_Exercise prompt_
From the records below, copy out exactly the lines from the one containing "Please pick out the steam" to the one containing "Target: power line", both included. Add nothing else.

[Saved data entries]
☆ ☆ ☆
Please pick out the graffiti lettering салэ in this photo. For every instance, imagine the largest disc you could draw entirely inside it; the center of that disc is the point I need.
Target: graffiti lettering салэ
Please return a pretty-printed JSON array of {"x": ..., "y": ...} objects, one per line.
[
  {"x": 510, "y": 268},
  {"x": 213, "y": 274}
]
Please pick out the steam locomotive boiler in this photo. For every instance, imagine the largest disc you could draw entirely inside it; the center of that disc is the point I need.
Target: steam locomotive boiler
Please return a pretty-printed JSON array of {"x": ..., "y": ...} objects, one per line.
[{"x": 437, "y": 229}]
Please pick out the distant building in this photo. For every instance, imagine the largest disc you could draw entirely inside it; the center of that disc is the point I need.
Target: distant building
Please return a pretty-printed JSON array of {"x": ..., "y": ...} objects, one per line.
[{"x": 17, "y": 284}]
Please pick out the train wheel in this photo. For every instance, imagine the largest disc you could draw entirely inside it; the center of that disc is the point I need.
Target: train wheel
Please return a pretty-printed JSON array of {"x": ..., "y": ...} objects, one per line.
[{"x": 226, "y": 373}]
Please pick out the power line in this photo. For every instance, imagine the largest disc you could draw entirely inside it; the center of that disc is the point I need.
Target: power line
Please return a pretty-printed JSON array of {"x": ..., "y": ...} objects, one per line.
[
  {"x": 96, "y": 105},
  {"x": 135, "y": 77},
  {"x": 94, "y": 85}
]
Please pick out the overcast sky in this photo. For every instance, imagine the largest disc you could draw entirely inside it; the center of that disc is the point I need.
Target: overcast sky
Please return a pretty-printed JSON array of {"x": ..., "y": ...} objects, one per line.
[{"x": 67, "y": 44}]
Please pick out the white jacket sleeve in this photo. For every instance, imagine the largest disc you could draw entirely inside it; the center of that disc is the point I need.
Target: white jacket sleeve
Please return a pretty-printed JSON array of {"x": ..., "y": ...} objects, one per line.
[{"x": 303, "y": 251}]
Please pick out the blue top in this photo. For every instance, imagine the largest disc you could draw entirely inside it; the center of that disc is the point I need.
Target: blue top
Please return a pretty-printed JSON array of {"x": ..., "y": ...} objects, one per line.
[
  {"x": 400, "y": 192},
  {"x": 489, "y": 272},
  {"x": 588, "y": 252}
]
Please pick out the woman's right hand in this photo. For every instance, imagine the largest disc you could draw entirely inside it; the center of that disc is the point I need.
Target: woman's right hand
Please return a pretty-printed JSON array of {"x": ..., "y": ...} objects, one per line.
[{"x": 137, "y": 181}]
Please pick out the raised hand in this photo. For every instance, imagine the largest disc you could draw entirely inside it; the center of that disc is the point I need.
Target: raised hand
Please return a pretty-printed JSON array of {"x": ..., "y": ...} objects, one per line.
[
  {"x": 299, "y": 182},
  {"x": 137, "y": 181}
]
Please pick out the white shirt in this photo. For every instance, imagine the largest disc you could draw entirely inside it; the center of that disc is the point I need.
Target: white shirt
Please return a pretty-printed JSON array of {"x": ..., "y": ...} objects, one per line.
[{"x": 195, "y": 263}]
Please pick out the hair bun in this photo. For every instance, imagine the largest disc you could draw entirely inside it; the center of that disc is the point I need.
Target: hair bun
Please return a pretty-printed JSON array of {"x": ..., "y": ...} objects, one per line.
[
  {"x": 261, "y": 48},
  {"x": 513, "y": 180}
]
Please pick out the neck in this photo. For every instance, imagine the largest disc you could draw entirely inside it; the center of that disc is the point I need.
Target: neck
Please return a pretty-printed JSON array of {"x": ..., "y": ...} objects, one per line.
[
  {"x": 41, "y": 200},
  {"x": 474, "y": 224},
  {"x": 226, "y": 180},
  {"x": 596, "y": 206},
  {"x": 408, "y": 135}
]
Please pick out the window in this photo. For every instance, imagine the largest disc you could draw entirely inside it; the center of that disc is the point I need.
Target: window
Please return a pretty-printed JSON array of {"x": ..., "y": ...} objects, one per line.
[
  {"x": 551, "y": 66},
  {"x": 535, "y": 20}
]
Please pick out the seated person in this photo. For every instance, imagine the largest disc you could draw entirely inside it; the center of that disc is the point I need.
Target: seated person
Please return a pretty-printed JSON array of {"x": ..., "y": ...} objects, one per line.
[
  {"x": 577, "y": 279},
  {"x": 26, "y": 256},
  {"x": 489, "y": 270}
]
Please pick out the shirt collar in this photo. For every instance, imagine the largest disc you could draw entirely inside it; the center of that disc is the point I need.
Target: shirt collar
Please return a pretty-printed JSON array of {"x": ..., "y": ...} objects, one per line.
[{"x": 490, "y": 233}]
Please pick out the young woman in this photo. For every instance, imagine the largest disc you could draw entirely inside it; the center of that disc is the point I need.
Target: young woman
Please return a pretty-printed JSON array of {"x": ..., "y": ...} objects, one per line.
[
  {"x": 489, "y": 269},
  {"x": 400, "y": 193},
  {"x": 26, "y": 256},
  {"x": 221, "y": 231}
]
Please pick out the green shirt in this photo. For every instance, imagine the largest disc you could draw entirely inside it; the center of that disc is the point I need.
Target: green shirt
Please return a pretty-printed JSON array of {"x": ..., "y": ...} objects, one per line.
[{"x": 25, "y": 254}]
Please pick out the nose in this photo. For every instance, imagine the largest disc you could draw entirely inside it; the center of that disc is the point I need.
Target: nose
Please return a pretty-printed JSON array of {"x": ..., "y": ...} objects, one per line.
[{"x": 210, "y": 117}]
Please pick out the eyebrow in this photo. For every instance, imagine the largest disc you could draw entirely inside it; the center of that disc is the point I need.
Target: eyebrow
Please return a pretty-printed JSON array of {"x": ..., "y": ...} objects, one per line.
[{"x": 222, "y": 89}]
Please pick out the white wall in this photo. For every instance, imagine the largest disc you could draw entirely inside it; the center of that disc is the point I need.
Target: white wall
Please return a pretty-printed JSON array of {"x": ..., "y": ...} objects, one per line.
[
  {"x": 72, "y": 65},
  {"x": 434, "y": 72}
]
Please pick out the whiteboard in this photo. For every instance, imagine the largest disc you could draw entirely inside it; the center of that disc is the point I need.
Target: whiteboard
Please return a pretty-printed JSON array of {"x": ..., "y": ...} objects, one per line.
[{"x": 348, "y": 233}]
☆ ☆ ☆
_Finished exercise_
Please pick out the steam locomotive boiler in this photo. For every instance, imagine the largest disc you could draw entirely inside it; the center of that disc is the point I need.
Target: steam locomotive boiler
Please return a pretty-printed JSON array of {"x": ..., "y": ...} objects, one per line.
[{"x": 437, "y": 229}]
Please pick out the distant building in this photo. For every instance, imagine the largest disc you could draw entirely inside it; the center of that disc is the point I need.
Target: distant building
Please return a pretty-printed JSON array of {"x": ..., "y": ...} objects, one per line.
[{"x": 17, "y": 284}]
Please pick out the train wheel in this photo. For every instance, imagine the largest disc you could draw entirely inside it; the center of that disc is the point I need.
Target: train wheel
Please return a pretty-printed JSON array of {"x": ..., "y": ...} objects, one per line.
[{"x": 226, "y": 373}]
Please pick out the power line in this photo. For every instance, imagine the largest disc you could draw entirely inside it; the center of that disc is the point I need.
Target: power line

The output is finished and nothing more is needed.